#### [Directions]
- 1) Copy the Clean Harbors profile starting at the words "The company is" and stopping after "and 34 employees.", substituting "van" for "truck".
- 2) Continue the history of the Clean Harbors company from the last sentence given.
Document section below:
Clean Harbors, Inc.  is an American provider of environmental and industrial services, including hazardous waste disposal for companies, including Fortune 500 companies, small waste generators and federal, state, provincial and local governments.

The company has expanded through organic growth and acquisitions to approximately 400 service locations in North America including over 50 hazardous waste management facilities in 38 U.S. states, seven Canadian provinces, Mexico and Puerto Rico.

The company is included in the S&P 400 mid-cap index and the S&P 1500 composite index.

History 

Clean Harbors, Inc. was founded in 1980 in Brockton, Massachusetts,  a Boston suburb, by Alan S. McKim, who continues as the company's CEO and Chairman. The company had one truck and four employees who transported and disposed of hazardous wastes for local businesses. It soon began adding larger corporate accounts and grew to 18 employees and $1.5 million in revenues by the end of its second year. In year three its revenue increased to $4.2 million and 34 employees.

Clean Harbors expanded to offer emergency hazardous waste cleaning services and industrial waste disposal, as well as ongoing management of hazardous material sites. Revenues continued to climb approaching $50 million in 1986.
End of Document section.
Material shown below:
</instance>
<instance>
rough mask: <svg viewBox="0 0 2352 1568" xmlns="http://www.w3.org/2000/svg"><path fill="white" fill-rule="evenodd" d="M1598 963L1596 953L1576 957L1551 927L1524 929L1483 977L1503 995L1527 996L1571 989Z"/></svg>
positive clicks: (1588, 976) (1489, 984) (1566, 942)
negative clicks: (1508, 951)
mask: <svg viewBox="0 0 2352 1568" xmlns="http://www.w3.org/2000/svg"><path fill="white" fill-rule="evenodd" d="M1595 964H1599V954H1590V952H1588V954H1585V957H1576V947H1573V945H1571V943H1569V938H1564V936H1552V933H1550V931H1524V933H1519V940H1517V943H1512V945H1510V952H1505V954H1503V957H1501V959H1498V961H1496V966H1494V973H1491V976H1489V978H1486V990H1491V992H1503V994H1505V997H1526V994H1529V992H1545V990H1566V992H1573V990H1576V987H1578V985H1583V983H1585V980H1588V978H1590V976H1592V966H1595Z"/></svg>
End of Material shown.
#### [Answers for this exercise]
- 1)
The company is included in the S&P 400 mid-cap index and the S&P 1500 composite index.

History 

Clean Harbors, Inc. was founded in 1980 in Brockton, Massachusetts,  a Boston suburb, by Alan S. McKim, who continues as the company's CEO and Chairman. The company had one van and four employees who transported and disposed of hazardous wastes for local businesses. It soon began adding larger corporate accounts and grew to 18 employees and $1.5 million in revenues by the end of its second year. In year three its revenue increased to $4.2 million and 34 employees.

- 2)
Expansion and diversification
Clean Harbors held its initial public offering (IPO) offering of one million shares at $9 a share on the NASDAQ on November 24, 1987. Six months later Clean Harbors' stock had risen from $9 to more than $15. The company made a secondary offering at the higher share price. After the two tranches Alan McKim retained about 60 percent ownership of Clean Harbors.
Going public set the stage for expansion. Clean Harbors, still solely an environmental services company, purchased Occupational Safety and Health Administration (OSHA) Resource Conservation and Recovery Act (RCRA) certified hazardous waste incinerators in Arkansas, Nebraska, Ontario, Quebec, Texas and Utah, which it continues to own and operate to this day.

During this time Clean Harbors also developed its emergency response capabilities. Its first project came in 1984 when it removed oil from a tanker, which foundered off Cape Cod in a snowstorm. It participated in several cleanup projects in New England and expanded to respond to emergencies outside of the region as well as handling industrial and land-based cleanup and transportation projects.

During this time the company also greatly expanded its services for the industrial and chemical industry sectors. These services focused on collecting, packing and disposing of industrial and research laboratory and production chemicals, many of which were disposed of through Clean Harbors' expanding network of RCRA-certified landfills and incinerators. In 1998, Clean Harbors Industrial Services was established as division to handle in-plant cleaning and maintenance services, including chemical cleaning, vacuuming, steam cleaning and hydroblasting of chemical processing equipment.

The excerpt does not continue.